╭─ SOURCE MATERIAL

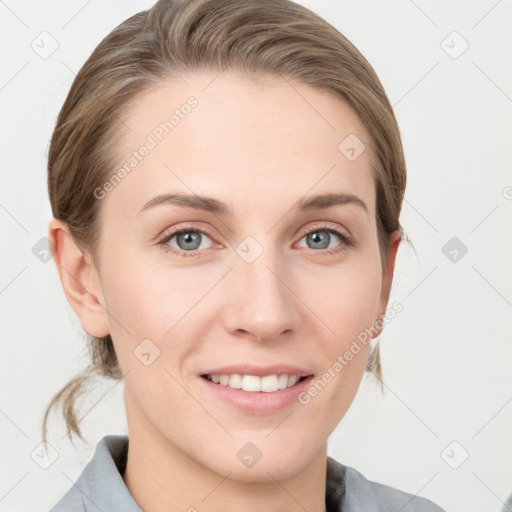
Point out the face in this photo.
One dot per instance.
(263, 281)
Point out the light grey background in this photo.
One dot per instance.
(446, 357)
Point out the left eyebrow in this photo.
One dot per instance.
(210, 204)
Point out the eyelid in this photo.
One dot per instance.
(341, 232)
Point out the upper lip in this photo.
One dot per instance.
(260, 371)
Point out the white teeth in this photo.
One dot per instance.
(253, 383)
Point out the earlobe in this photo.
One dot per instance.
(387, 276)
(79, 280)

╰─

▶ _EXERCISE AIM_: Render the items above as a two-column CSV headed text and answer, giving each text and its answer a row of their own. Put every field in quotes, turn line breaks into spaces, and leave the pictures out.

▶ _THE RESULT_:
text,answer
"Point out the face in this photo. One dot per instance.","(263, 281)"
"Point out the light grey background in this photo. One dot per instance.","(446, 357)"
"Point out the left eyebrow in this photo. One dot per instance.","(210, 204)"
"Point out the eyelid in this photo. One dot per instance.","(341, 232)"
"Point out the upper lip in this photo. One dot per instance.","(260, 371)"
"Point out the white teeth in this photo. One dot per instance.","(253, 383)"
"Point out the earlobe in this photo. One dot per instance.","(387, 276) (79, 280)"